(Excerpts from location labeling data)
* Begin *

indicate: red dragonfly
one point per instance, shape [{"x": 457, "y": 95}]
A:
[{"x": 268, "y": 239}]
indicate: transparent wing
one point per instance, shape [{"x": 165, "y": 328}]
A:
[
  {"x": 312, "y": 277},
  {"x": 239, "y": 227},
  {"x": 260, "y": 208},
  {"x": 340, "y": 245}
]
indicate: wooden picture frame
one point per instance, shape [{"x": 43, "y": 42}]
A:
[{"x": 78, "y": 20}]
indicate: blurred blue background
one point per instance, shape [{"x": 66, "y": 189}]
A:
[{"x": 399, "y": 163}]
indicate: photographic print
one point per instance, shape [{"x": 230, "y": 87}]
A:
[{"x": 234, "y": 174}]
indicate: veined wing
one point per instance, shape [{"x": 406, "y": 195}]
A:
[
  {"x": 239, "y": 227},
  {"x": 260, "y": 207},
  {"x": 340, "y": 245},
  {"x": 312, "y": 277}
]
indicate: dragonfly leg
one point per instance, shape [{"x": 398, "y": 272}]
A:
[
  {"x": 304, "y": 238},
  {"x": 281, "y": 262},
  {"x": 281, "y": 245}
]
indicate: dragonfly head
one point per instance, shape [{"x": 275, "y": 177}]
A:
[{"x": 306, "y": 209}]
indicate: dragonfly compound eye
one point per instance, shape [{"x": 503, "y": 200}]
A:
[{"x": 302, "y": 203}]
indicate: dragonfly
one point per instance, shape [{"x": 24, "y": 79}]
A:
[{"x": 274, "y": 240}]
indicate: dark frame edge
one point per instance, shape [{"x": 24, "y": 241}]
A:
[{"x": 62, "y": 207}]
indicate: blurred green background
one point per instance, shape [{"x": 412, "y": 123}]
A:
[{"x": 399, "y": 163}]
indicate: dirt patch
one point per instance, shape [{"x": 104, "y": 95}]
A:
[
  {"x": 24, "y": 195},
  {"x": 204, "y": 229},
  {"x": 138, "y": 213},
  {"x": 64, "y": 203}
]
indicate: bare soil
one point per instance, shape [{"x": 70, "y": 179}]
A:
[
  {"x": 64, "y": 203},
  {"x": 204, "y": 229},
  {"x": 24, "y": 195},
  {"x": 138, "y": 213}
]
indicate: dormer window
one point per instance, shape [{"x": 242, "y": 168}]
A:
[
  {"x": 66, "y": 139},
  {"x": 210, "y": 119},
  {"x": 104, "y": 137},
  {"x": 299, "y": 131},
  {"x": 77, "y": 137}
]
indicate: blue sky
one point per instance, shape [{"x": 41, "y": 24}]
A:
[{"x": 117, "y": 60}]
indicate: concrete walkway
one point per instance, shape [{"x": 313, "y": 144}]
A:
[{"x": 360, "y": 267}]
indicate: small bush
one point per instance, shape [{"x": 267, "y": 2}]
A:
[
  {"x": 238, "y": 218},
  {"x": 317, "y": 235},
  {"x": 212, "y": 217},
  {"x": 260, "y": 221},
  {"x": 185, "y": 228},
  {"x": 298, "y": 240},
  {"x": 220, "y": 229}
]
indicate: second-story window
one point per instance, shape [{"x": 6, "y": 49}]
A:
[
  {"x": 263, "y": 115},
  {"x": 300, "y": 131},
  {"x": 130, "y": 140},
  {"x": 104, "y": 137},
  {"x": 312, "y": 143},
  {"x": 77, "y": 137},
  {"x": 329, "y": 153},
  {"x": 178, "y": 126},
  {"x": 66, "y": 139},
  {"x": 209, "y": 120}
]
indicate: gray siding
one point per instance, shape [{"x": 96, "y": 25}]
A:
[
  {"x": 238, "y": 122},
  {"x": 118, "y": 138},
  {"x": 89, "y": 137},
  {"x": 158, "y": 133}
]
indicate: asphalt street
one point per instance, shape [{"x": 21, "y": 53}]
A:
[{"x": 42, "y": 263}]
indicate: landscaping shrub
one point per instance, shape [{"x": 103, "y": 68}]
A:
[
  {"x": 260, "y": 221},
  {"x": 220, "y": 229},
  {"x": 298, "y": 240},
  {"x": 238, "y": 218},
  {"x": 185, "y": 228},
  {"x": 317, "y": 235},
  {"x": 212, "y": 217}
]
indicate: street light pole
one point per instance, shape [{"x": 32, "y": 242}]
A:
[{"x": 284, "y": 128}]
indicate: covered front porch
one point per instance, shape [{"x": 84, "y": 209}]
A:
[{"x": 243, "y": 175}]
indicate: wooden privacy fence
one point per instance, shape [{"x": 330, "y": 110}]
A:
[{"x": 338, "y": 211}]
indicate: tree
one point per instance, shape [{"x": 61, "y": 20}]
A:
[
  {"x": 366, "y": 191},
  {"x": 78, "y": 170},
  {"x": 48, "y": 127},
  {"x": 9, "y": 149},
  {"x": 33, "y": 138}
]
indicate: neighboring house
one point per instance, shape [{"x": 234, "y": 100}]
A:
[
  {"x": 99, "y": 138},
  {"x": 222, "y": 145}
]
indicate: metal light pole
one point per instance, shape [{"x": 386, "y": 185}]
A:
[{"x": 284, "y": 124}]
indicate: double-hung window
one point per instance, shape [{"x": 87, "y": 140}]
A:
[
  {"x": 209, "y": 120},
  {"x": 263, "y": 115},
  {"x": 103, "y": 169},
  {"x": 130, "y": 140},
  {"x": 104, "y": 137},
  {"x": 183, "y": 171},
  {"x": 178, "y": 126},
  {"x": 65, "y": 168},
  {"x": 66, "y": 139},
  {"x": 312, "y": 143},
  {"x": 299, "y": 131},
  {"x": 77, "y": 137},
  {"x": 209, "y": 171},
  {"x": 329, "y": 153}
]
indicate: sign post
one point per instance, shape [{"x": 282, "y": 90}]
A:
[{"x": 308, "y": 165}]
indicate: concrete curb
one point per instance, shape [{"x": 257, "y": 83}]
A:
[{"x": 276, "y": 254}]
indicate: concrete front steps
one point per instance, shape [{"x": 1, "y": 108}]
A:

* End *

→ GOAL:
Extract every line of the entries above and reproduce each one unchanged.

→ SOLUTION:
indicate: red dragonfly
one point per instance, shape [{"x": 457, "y": 95}]
A:
[{"x": 268, "y": 239}]
indicate: transparent wing
one point per instance, shape [{"x": 165, "y": 328}]
A:
[
  {"x": 312, "y": 277},
  {"x": 239, "y": 227},
  {"x": 260, "y": 208},
  {"x": 340, "y": 245}
]
indicate: wooden picture frame
one point per instance, shape [{"x": 43, "y": 42}]
A:
[{"x": 78, "y": 20}]
indicate: blurred blue background
one point per instance, shape [{"x": 66, "y": 189}]
A:
[{"x": 399, "y": 163}]
indicate: photographic print
one point per instance, shape [{"x": 230, "y": 87}]
A:
[{"x": 234, "y": 174}]
indicate: veined wing
one point per instance, shape [{"x": 406, "y": 195}]
A:
[
  {"x": 239, "y": 227},
  {"x": 260, "y": 207},
  {"x": 340, "y": 245},
  {"x": 312, "y": 277}
]
indicate: dragonfly leg
one point per instance, shape [{"x": 398, "y": 272}]
A:
[
  {"x": 304, "y": 238},
  {"x": 281, "y": 262},
  {"x": 281, "y": 245}
]
indicate: dragonfly head
one point per instance, shape [{"x": 275, "y": 177}]
A:
[{"x": 306, "y": 209}]
indicate: dragonfly compound eye
one point per instance, shape [{"x": 503, "y": 200}]
A:
[{"x": 302, "y": 203}]
indicate: dragonfly
one point per instance, shape [{"x": 24, "y": 79}]
A:
[{"x": 274, "y": 240}]
indicate: dark frame edge
one point per instance, shape [{"x": 24, "y": 241}]
A:
[{"x": 62, "y": 207}]
indicate: blurred green background
one point per instance, shape [{"x": 412, "y": 123}]
A:
[{"x": 399, "y": 163}]
indicate: dirt patch
one point per instance, shape [{"x": 104, "y": 95}]
A:
[
  {"x": 24, "y": 195},
  {"x": 204, "y": 229},
  {"x": 138, "y": 213},
  {"x": 64, "y": 203}
]
indicate: bare soil
one point per instance, shape [{"x": 70, "y": 179}]
A:
[
  {"x": 64, "y": 203},
  {"x": 204, "y": 229},
  {"x": 24, "y": 195},
  {"x": 138, "y": 213}
]
indicate: dormer window
one point per instance, shape [{"x": 242, "y": 168}]
A:
[
  {"x": 66, "y": 139},
  {"x": 210, "y": 119},
  {"x": 104, "y": 137},
  {"x": 299, "y": 131},
  {"x": 77, "y": 137}
]
indicate: blue sky
one point per instance, shape [{"x": 41, "y": 24}]
A:
[{"x": 117, "y": 60}]
indicate: concrete walkway
one point per instance, shape [{"x": 313, "y": 144}]
A:
[{"x": 360, "y": 267}]
indicate: small bush
one point per instance, shape [{"x": 267, "y": 2}]
A:
[
  {"x": 238, "y": 218},
  {"x": 317, "y": 235},
  {"x": 212, "y": 217},
  {"x": 260, "y": 221},
  {"x": 185, "y": 228},
  {"x": 298, "y": 240},
  {"x": 220, "y": 229}
]
indicate: second-story window
one point per instance, shape [{"x": 6, "y": 49}]
A:
[
  {"x": 263, "y": 115},
  {"x": 300, "y": 131},
  {"x": 130, "y": 140},
  {"x": 104, "y": 137},
  {"x": 312, "y": 143},
  {"x": 77, "y": 137},
  {"x": 329, "y": 153},
  {"x": 178, "y": 126},
  {"x": 66, "y": 139},
  {"x": 209, "y": 120}
]
indicate: gray siding
one point per instance, shape [{"x": 96, "y": 25}]
A:
[
  {"x": 238, "y": 122},
  {"x": 118, "y": 138},
  {"x": 89, "y": 137},
  {"x": 158, "y": 133}
]
indicate: asphalt street
one point per instance, shape [{"x": 21, "y": 53}]
A:
[{"x": 42, "y": 263}]
indicate: landscaping shrub
one point per instance, shape [{"x": 103, "y": 68}]
A:
[
  {"x": 260, "y": 221},
  {"x": 220, "y": 229},
  {"x": 298, "y": 240},
  {"x": 238, "y": 218},
  {"x": 185, "y": 228},
  {"x": 317, "y": 235},
  {"x": 212, "y": 217}
]
indicate: street light pole
one point per instance, shape [{"x": 32, "y": 242}]
A:
[{"x": 284, "y": 128}]
indicate: covered front porch
one point per instance, shape [{"x": 84, "y": 209}]
A:
[{"x": 243, "y": 175}]
indicate: wooden privacy fence
one point per instance, shape [{"x": 330, "y": 110}]
A:
[{"x": 338, "y": 211}]
indicate: tree
one point per instance, shape [{"x": 61, "y": 20}]
A:
[
  {"x": 366, "y": 191},
  {"x": 78, "y": 170},
  {"x": 48, "y": 127},
  {"x": 9, "y": 149},
  {"x": 33, "y": 138}
]
indicate: neighboring house
one point per instance, shape [{"x": 234, "y": 100}]
A:
[
  {"x": 99, "y": 138},
  {"x": 222, "y": 145}
]
indicate: metal light pole
one point per instance, shape [{"x": 386, "y": 185}]
A:
[{"x": 284, "y": 124}]
indicate: double-hung window
one point per instance, shape [{"x": 87, "y": 140}]
A:
[
  {"x": 209, "y": 120},
  {"x": 263, "y": 115},
  {"x": 103, "y": 169},
  {"x": 130, "y": 140},
  {"x": 104, "y": 137},
  {"x": 183, "y": 171},
  {"x": 178, "y": 126},
  {"x": 65, "y": 168},
  {"x": 66, "y": 139},
  {"x": 312, "y": 143},
  {"x": 299, "y": 131},
  {"x": 77, "y": 137},
  {"x": 209, "y": 171},
  {"x": 329, "y": 153}
]
indicate: sign post
one point per instance, shape [{"x": 282, "y": 90}]
A:
[{"x": 308, "y": 165}]
indicate: concrete curb
one point per instance, shape [{"x": 257, "y": 83}]
A:
[{"x": 276, "y": 254}]
indicate: concrete front steps
one point per instance, shape [{"x": 1, "y": 108}]
A:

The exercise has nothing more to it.